EXTRAIT FOURNI:
▶

Sans crier gare, elle commence tout d’abord par frôler. On voudrait l’attraper mais l’expérience nous
a appris à la laisser vagabonder, à la laisser venir.
C’est toujours ainsi.
Elle se fait de plus en plus insistante, pour être de plus en plus présente
jusqu’à ce qu’elle soit LÀ.

Tout commence donc dans une certaine obscurité,
on tâtonne, on observe, on essaye, on fait, on désespère,
on refait, on s’en va, on revient.
Et ainsi de suite...

Peu à peu, on s’habitue à cette obscurité qui nous devient familière, qui finit même par nous réconforter.
On l’apprécie, on lui fait confiance et on avance.
On commence à se laisser bercer par ce qui nous entoure. Notre regard s’aiguise.
On distingue une pointe de lumière, qui, telle une luciole dans la nuit, semble irréelle.

 

Ça y est,
elle est LÀ.
On la sent, elle est palpable et ne nous glisse plus entre les doigts.

 

On l’a et elle ne nous échappera pas.
S’ensuit une danse sans queue ni tête, un corps à corps plus qu’un tête-à-tête.
On se lance dans la bataille en toute confiance. Il y a lutte, mais une lutte approuvée, respectée, obligée.

◀

LIGNES DE DONNÉES:
▶

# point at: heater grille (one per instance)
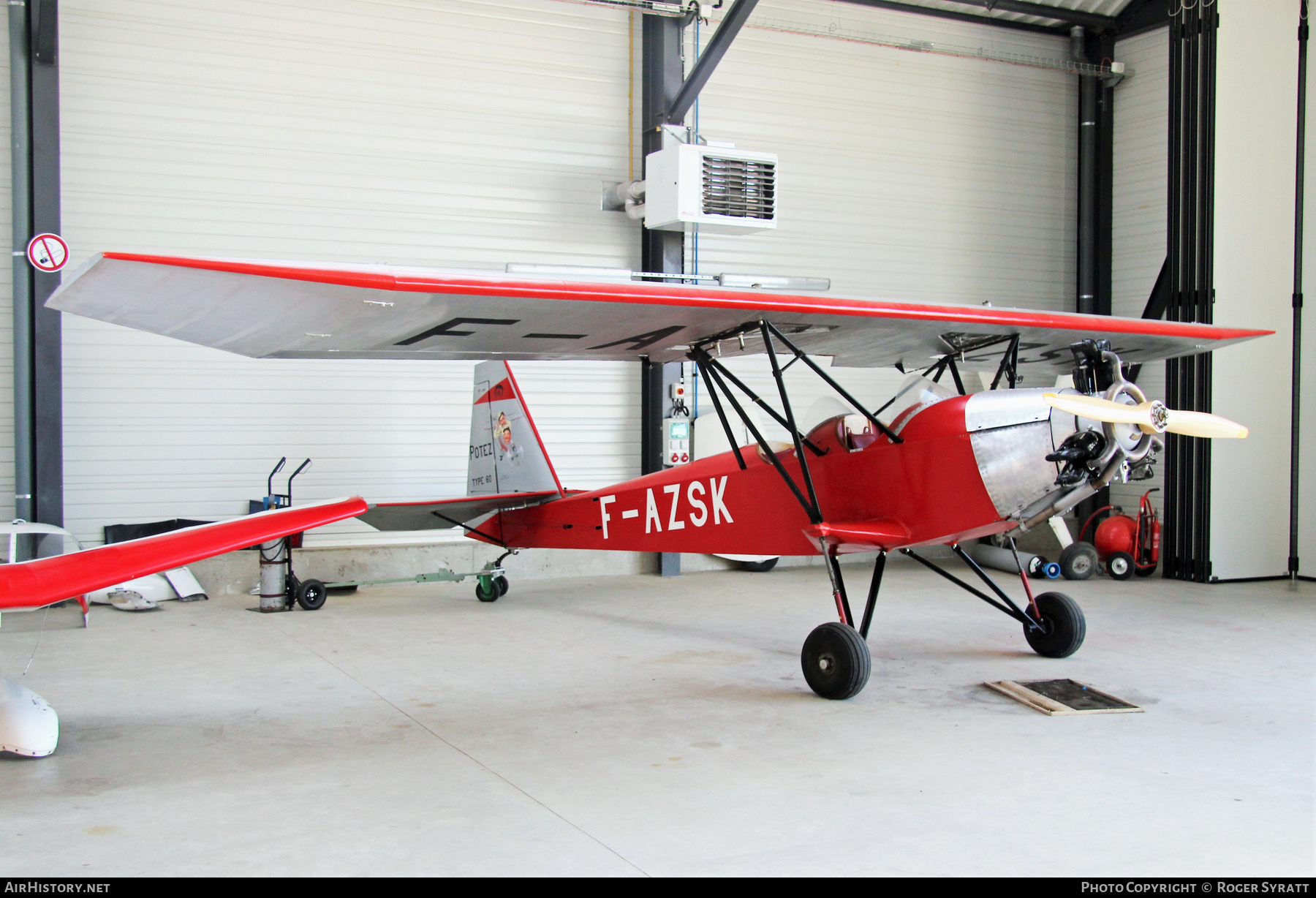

◀

ÉNONCÉ DU PROBLÈME: Dans l'extrait fourni, à quoi la pointe de lumière est-elle comparée ? La liste ci-dessus ne joue aucun rôle ici.

TÂCHE RÉALISÉE: À une luciole dans la nuit.